Exercise material:
=== Begin Enclosure ===
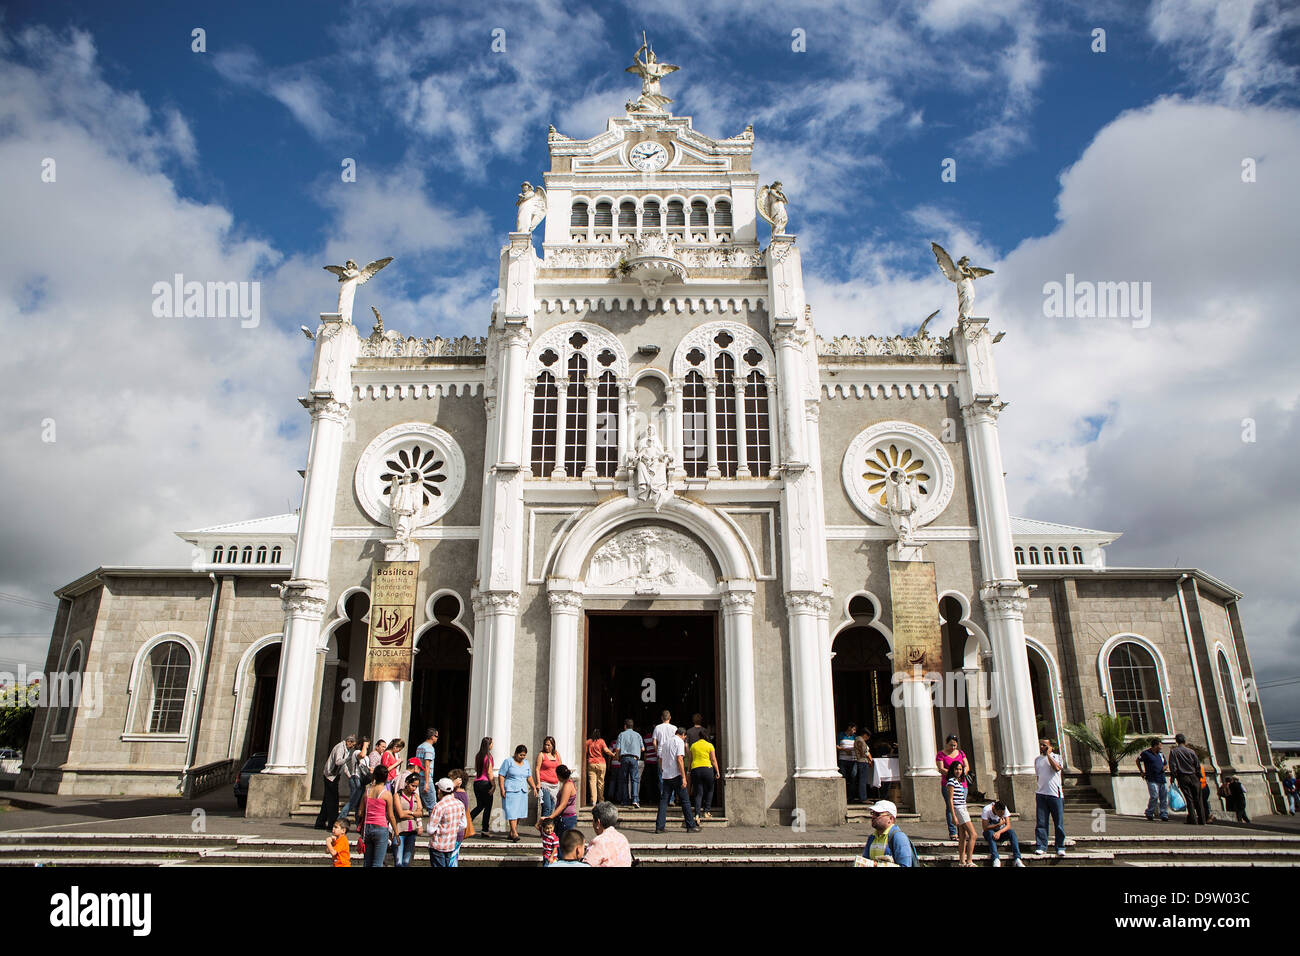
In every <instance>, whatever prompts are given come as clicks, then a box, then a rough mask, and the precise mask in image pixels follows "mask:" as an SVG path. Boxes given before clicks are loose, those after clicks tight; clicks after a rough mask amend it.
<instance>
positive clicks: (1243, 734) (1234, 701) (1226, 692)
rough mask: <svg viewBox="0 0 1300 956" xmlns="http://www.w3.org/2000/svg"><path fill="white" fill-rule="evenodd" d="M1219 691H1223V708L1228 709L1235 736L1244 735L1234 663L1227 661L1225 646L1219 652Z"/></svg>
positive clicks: (1232, 726) (1228, 718) (1241, 710)
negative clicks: (1238, 697) (1234, 668)
mask: <svg viewBox="0 0 1300 956" xmlns="http://www.w3.org/2000/svg"><path fill="white" fill-rule="evenodd" d="M1218 658H1219V659H1218V666H1219V691H1221V692H1222V693H1223V709H1225V710H1227V722H1229V728H1230V730H1231V732H1232V736H1234V737H1244V736H1245V732H1244V731H1243V730H1242V709H1240V708H1239V706H1238V705H1236V685H1235V684H1234V683H1232V665H1230V663H1229V662H1227V654H1225V653H1223V648H1219V653H1218Z"/></svg>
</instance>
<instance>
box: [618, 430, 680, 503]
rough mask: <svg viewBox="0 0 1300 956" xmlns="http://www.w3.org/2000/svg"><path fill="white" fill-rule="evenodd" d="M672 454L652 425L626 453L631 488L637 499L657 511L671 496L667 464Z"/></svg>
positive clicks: (638, 439) (637, 439) (644, 432)
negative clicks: (630, 448)
mask: <svg viewBox="0 0 1300 956" xmlns="http://www.w3.org/2000/svg"><path fill="white" fill-rule="evenodd" d="M671 462H672V455H669V454H668V451H667V450H666V449H664V446H663V445H662V444H660V442H659V437H658V434H656V433H655V427H654V425H647V427H646V431H645V432H642V433H641V437H640V438H637V445H636V449H634V450H633V451H632V454H630V455H628V472H629V473H630V476H632V489H633V493H634V494H636V497H637V499H640V501H645V502H649V503H651V505H654V510H655V511H658V510H659V509H662V507H663V503H664V502H666V501H667V499H668V498H669V497H671V492H669V490H668V464H669V463H671Z"/></svg>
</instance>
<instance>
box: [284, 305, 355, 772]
mask: <svg viewBox="0 0 1300 956" xmlns="http://www.w3.org/2000/svg"><path fill="white" fill-rule="evenodd" d="M347 328H348V329H351V326H347ZM337 334H347V333H346V332H341V333H337ZM352 334H354V336H355V332H352ZM304 405H307V407H308V408H309V411H311V414H312V438H311V446H309V449H308V453H307V483H305V485H304V488H303V506H302V510H300V512H299V518H298V545H296V549H295V551H294V576H292V579H291V580H289V581H286V583H285V585H283V591H282V592H281V600H282V605H283V611H285V627H283V633H285V640H283V644H282V646H281V658H279V675H278V683H277V691H276V711H274V717H273V718H272V730H270V745H269V747H268V756H266V770H265V773H272V774H304V773H307V765H308V754H307V741H308V739H309V736H311V734H309V731H311V718H312V698H313V695H315V689H316V653H317V645H318V644H320V632H321V619H322V618H324V617H325V607H326V600H328V598H329V584H328V581H329V551H330V544H331V535H330V532H331V529H333V525H334V499H335V496H337V494H338V471H339V460H341V458H342V454H343V434H344V428H343V427H344V423H346V421H347V415H348V408H350V406H348V405H347V403H344V402H339V401H335V399H334V398H333V397H324V395H322V397H318V398H313V399H311V401H307V402H304Z"/></svg>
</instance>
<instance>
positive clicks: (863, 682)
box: [831, 596, 898, 756]
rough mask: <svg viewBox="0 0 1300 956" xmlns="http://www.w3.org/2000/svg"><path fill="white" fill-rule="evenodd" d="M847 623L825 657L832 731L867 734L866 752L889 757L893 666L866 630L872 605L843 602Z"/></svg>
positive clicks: (872, 617)
mask: <svg viewBox="0 0 1300 956" xmlns="http://www.w3.org/2000/svg"><path fill="white" fill-rule="evenodd" d="M849 614H850V617H852V618H853V623H852V624H848V626H846V627H844V628H842V630H841V631H840V632H839V633H837V635H836V636H835V643H833V645H832V649H833V652H835V656H833V657H832V658H831V684H832V688H833V696H835V730H836V732H839V731H840V730H842V728H844V727H845V726H846V724H849V723H855V724H857V726H858V727H866V728H867V730H868V731H871V752H872V753H874V754H876V756H891V754H893V753H897V749H898V719H897V714H896V713H894V706H893V698H892V695H893V661H892V659H891V658H889V641H888V640H887V639H885V636H884V635H883V633H880V631H878V630H876V628H874V627H871V624H870V623H867V622H870V620H874V619H875V606H874V605H872V604H871V601H870V600H868V598H866V597H861V596H859V597H854V598H853V601H850V602H849Z"/></svg>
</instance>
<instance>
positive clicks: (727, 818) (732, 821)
mask: <svg viewBox="0 0 1300 956" xmlns="http://www.w3.org/2000/svg"><path fill="white" fill-rule="evenodd" d="M766 793H767V787H766V784H764V783H763V778H762V777H728V778H727V825H728V826H766V825H767V796H766Z"/></svg>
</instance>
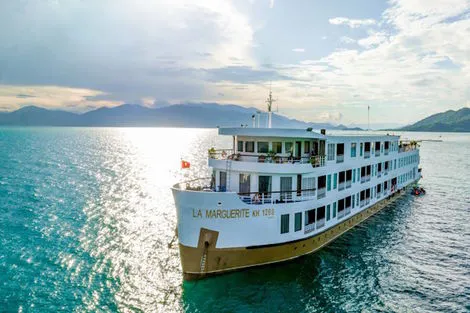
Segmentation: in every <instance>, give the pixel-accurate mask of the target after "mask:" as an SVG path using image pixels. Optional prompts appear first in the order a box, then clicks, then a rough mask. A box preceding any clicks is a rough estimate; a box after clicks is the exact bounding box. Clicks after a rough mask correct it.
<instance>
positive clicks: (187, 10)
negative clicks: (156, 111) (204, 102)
mask: <svg viewBox="0 0 470 313" xmlns="http://www.w3.org/2000/svg"><path fill="white" fill-rule="evenodd" d="M7 29H8V31H1V30H7ZM195 38H197V40H195ZM252 49H253V29H252V27H251V24H250V23H249V20H248V18H247V16H245V15H244V14H241V13H240V12H239V11H238V10H237V9H236V8H235V6H234V5H233V4H232V2H230V1H223V0H222V1H217V2H215V3H214V2H213V1H210V0H202V1H197V2H196V3H195V2H194V1H190V0H175V1H163V2H158V1H146V0H136V1H117V2H114V1H111V2H109V1H104V2H103V1H73V2H67V1H60V2H48V3H47V4H46V3H44V2H43V1H37V0H28V1H7V2H2V4H1V9H0V69H1V70H0V84H4V85H22V86H41V85H42V86H73V87H76V88H81V89H86V90H99V91H100V92H101V95H100V96H99V100H100V101H104V100H109V101H113V102H136V101H139V99H142V98H156V99H164V100H166V101H170V102H182V101H186V100H196V99H201V98H203V97H204V93H205V89H206V88H207V85H205V75H206V73H205V71H204V70H209V69H216V68H224V67H228V66H232V65H236V66H241V65H243V66H254V65H255V64H256V62H255V61H254V59H253V56H252ZM60 99H62V98H56V101H59V100H60ZM11 103H12V104H11V105H12V108H13V107H17V105H18V103H23V100H22V99H19V98H18V99H17V101H12V102H11ZM54 105H57V106H58V105H59V103H56V104H54ZM63 105H65V103H63Z"/></svg>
=== End Enclosure ===
Problem details:
Where the line containing "positive clicks: (187, 10)" appears in the records above, begin there and print every line through the last, exactly and with nothing else.

Output:
positive clicks: (187, 10)
negative clicks: (156, 111) (204, 102)
mask: <svg viewBox="0 0 470 313" xmlns="http://www.w3.org/2000/svg"><path fill="white" fill-rule="evenodd" d="M7 29H8V31H1V30H7ZM195 38H197V40H195ZM252 49H253V29H252V27H251V24H250V23H249V20H248V18H247V16H245V15H244V14H241V13H240V12H239V11H238V10H237V9H236V8H235V6H234V5H233V4H232V2H230V1H223V0H222V1H217V2H215V3H214V2H213V1H210V0H202V1H197V2H196V3H195V2H194V1H190V0H175V1H163V2H158V1H146V0H136V1H117V2H114V1H111V2H109V1H104V2H103V1H73V2H67V1H60V2H48V3H47V4H46V3H44V2H43V1H37V0H28V1H7V2H2V4H1V9H0V69H1V70H0V84H4V85H22V86H41V85H42V86H73V87H76V88H81V89H86V90H99V91H100V92H101V95H100V96H99V100H100V101H104V100H109V101H113V102H136V101H139V99H142V98H156V99H164V100H166V101H170V102H182V101H186V100H196V99H201V98H203V97H204V93H205V89H206V88H207V85H205V75H206V73H205V71H204V70H209V69H216V68H224V67H228V66H232V65H236V66H241V65H243V66H254V65H255V64H256V62H255V61H254V59H253V56H252ZM60 99H62V98H56V101H59V100H60ZM11 103H12V104H11V105H12V108H13V107H17V105H18V103H23V100H22V99H19V98H18V99H17V101H12V102H11ZM54 105H57V106H58V105H59V103H56V104H54ZM63 105H65V103H63Z"/></svg>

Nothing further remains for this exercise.